[Stored data entries]
--- begin ---

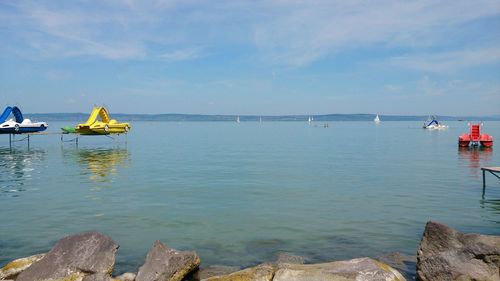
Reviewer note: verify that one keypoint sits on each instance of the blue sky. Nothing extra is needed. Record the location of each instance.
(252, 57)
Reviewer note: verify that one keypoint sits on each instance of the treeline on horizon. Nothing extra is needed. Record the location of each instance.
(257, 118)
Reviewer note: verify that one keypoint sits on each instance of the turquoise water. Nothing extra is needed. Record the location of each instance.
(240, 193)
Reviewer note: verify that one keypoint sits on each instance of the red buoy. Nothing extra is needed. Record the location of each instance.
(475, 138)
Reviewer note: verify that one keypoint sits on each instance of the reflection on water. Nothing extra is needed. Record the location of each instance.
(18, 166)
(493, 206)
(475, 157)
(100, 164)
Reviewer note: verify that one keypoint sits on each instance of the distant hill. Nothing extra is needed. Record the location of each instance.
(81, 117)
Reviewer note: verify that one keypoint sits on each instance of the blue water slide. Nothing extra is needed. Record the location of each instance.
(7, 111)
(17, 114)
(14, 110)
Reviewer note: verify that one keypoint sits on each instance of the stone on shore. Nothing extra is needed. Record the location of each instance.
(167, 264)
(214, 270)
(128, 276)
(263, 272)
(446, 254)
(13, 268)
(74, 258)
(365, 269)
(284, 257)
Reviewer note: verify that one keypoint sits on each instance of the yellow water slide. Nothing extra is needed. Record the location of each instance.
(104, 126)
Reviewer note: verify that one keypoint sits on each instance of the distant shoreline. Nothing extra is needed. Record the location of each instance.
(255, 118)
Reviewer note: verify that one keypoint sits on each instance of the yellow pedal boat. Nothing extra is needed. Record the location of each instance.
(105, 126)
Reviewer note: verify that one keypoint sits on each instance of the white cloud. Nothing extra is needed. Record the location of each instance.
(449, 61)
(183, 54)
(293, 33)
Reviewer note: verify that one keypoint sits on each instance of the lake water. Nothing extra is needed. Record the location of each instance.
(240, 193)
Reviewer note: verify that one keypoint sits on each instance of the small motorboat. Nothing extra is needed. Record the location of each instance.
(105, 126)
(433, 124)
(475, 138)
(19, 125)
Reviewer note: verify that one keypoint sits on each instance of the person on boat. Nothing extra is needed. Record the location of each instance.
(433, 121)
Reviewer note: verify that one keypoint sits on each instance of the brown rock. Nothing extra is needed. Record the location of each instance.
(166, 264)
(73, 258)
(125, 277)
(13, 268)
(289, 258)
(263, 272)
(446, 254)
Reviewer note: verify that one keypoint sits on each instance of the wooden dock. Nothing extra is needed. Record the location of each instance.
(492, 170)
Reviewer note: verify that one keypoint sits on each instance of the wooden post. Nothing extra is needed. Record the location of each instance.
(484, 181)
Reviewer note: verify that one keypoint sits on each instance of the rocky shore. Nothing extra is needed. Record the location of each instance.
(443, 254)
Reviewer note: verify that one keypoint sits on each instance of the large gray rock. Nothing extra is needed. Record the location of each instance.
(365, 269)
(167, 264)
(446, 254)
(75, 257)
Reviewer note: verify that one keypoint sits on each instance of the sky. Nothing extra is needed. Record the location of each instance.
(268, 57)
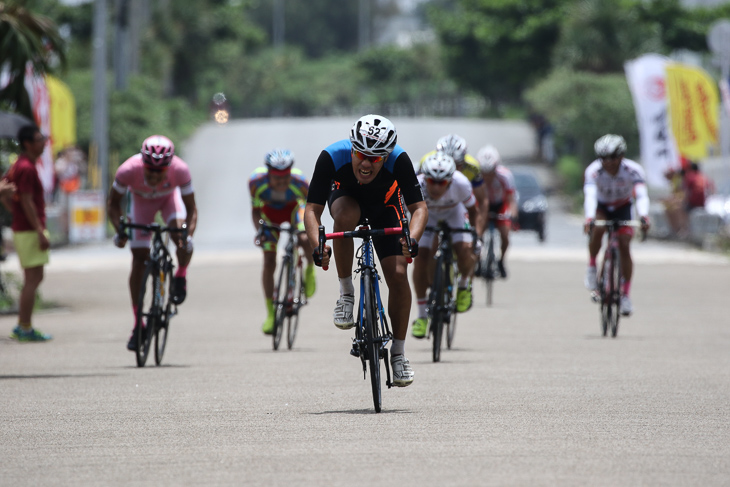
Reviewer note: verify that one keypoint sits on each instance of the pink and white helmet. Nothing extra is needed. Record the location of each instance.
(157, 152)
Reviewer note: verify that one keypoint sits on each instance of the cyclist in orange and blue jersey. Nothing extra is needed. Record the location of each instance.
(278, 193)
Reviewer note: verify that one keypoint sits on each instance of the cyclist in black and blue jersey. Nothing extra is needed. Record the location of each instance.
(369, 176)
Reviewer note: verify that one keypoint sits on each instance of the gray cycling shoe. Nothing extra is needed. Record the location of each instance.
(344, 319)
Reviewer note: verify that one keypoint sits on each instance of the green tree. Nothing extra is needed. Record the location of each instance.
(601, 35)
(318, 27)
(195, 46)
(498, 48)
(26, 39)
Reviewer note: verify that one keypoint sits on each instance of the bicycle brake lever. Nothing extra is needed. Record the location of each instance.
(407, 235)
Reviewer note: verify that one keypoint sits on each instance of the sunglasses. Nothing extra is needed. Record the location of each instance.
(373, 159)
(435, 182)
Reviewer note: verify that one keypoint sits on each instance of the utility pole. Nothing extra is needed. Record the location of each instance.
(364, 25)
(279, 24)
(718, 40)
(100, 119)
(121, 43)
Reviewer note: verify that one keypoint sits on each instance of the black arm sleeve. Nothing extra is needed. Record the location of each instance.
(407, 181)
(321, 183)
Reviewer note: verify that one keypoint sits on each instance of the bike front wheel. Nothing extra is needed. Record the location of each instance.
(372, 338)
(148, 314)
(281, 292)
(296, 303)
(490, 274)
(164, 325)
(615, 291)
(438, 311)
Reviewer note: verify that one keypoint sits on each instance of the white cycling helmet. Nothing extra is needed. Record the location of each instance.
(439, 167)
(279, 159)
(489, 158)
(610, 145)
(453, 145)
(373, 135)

--- end ---
--- begin ---

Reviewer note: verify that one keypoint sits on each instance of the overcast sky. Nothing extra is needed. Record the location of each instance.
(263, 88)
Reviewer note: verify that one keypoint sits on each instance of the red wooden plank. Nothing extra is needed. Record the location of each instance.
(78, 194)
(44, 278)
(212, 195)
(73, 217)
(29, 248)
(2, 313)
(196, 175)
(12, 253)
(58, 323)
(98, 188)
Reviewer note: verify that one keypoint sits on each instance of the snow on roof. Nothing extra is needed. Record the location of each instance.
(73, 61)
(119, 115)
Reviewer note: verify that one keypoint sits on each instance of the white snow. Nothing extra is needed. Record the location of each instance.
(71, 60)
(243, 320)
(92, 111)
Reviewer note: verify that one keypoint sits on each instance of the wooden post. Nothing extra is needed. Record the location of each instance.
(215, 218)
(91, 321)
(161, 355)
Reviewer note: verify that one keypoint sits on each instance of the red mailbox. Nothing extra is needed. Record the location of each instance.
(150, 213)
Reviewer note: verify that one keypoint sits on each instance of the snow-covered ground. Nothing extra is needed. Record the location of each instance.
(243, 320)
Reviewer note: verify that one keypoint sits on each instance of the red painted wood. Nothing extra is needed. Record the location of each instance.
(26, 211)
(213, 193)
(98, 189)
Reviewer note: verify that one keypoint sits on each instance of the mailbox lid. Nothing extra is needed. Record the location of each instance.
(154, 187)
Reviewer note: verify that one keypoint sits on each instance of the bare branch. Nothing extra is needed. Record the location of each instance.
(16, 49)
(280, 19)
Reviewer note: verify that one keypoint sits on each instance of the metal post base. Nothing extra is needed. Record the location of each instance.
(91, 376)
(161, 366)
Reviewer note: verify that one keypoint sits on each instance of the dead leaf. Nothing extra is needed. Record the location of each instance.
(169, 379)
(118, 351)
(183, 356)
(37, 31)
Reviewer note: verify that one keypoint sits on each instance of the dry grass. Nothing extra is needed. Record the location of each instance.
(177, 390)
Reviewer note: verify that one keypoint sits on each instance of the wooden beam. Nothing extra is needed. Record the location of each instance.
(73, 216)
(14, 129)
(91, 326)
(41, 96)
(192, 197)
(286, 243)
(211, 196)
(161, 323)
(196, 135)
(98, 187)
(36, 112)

--- end ---

Please count the rows above that contain the word "mailbox". Reply with the number alone.

2